Une toile en particulier a retenu l’attention de Pauline Peretz. Elle a pour titre Five American Negroes, peint par Charles White, un jeune artiste promis à un grand avenir, qui raconte l’histoire de l’émancipation des Africains-Américains autour de cinq grandes figures de l’histoire des noirs, des figures de la contestation et de la rébellion. Elle estime qu’il y a « un malentendu terrible » de la part de ce colonel qui propose aux soldats des images d’émancipation. « Je défends l’idée que le colonel Harris a imaginé des moyens pour permettre aux soldats d’échapper à une ségrégation si stricte et si punitive. » L’histoire des Etats-Unis depuis 1776 est une histoire de lutte entre une promesse d’égalité et une exclusion de cette égalité d’un nombre important de catégories d’individus : les femmes, les Noirs et les Amérindiens.

Organisation spatiale et temporelle de la ségrégation

Le plan du camp traduit la recherche de la ségrégation. En arrivant dans le camp on trouve d’abord les baraques des femmes, puis on arrive aux deux hôpitaux militaires, puis aux lieux de loisir. Les baraques sont toutes identiques avec des toits en tôle ondulée, construite à la hâte, n’épargnant pas les hommes d’une terrible chaleur. Un ou deux miles plus loin, en allant vers la montagne se trouve la place d’appel historique où se déploie le commandement, lieu des parades, des revues et aussi des logements des noirs les plus gradés, les médecins en particulier.

L’organisation du temps contribue à la ségrégation en permettant que les gens ne se rencontrent pas, à la piscine, dans les théâtres, au cinéma etc. Il n’y a pas de soldats blancs, donc la séparation des soldats ne se pose pas. Mais il y a des officiers noirs, dans les premiers rangs de la hiérarchie car une règle non écrite fait qu’un noir ne peut commander un blanc. Or, les officiers blancs ne doivent pas rencontrer les officiers noirs. Il faut créer des filtres. L’un est la séparation physique dans les moments de loisirs, d’où la création d’un club des officiers noirs, plus éloigné, moins agréable, mais néanmoins convivial pour les noirs. C’est là qu’on lieu les spectacles. Certains essaient néanmoins de boycotter ce club.

L’hôpital, séparé en deux bâtiments reliés par une passerelle, est un lieu à part. En effet les meilleurs médecins noirs viennent y exercer en ayant demandé à y faire leur service militaire. Ce sont souvent des diplômés d’exception auxquels les médecins de l’hôpital blanc n’arrivent pas à la cheville. Aussi sont-ils conduits à demander l’aide des médecins noirs. On assiste donc à une intégration au niveau des médecins, et aussi au niveau des patients. Les malades blancs acceptent la proximité des noirs quand il s’agit de les soigner ! Cette expérience sera après la guerre un argument pour une possible déségrégation.

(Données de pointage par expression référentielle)
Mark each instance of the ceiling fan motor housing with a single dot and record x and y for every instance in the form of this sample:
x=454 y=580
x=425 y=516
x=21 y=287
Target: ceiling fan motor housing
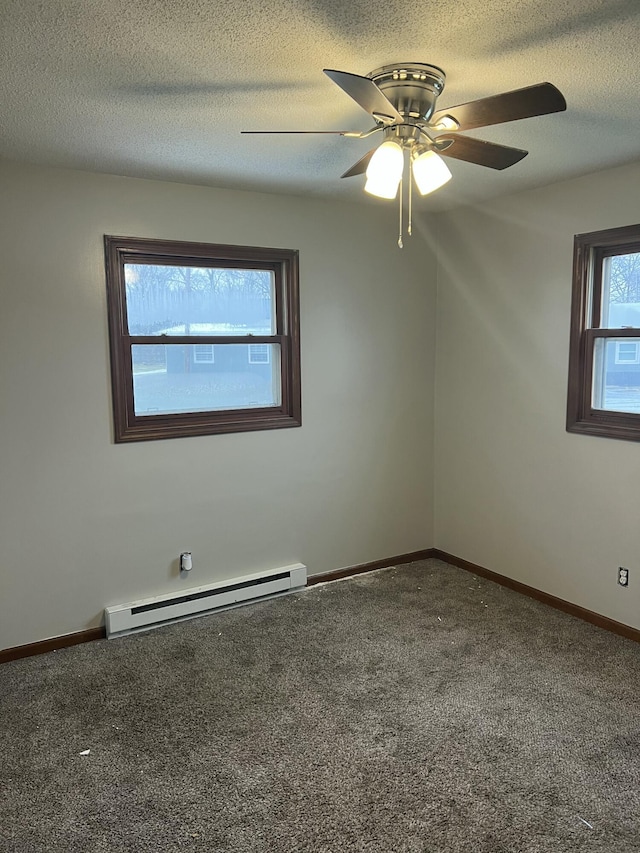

- TRAVAIL À EFFECTUER -
1: Selon le texte sur la ségrégation au camp, quel est le titre de la toile peinte par Charles White ?
2: Prolongez le texte sur la ségrégation au camp à partir de sa dernière phrase.
Les enregistrements ne sont d'aucune utilité ici.

- RÉSULTATS ATTENDUS -
1: Five American Negroes.

2:
Beaucoup de visiteurs rendent compte par des lettres ou par des articles  de ce qui se passe à Huachuca. Un reportage photo de Life plaide pour l’envoi de soldats Noirs sur le Front. Une commission du Ministère réfléchit à l’emploi des Noirs au combat. Mais avant il a été envisagé de les envoyer récolter du coton ! Les soldats se retrouvent assignés au rôle qui était le leur pendant l’esclavage.

Lorsque le gouverneur les réquisitionne, un véritable soulèvement se produit et pour la seule fois la National Association for the Advancement of Colored people (NAACP), puissante organisation de défense des noirs, se mobilise. A ce propos Pauline Peretz constate que les autorités de l’Arizona ont utilisé le Fort pour leur développement économique car il permettait la perfusion de fonds fédéraux dans l’économie locale. Mais surviennent des accusations de meurtres, de viols, qui tendent les relations entre civils blancs et soldats noirs. Le confinement des Noirs en fut accru.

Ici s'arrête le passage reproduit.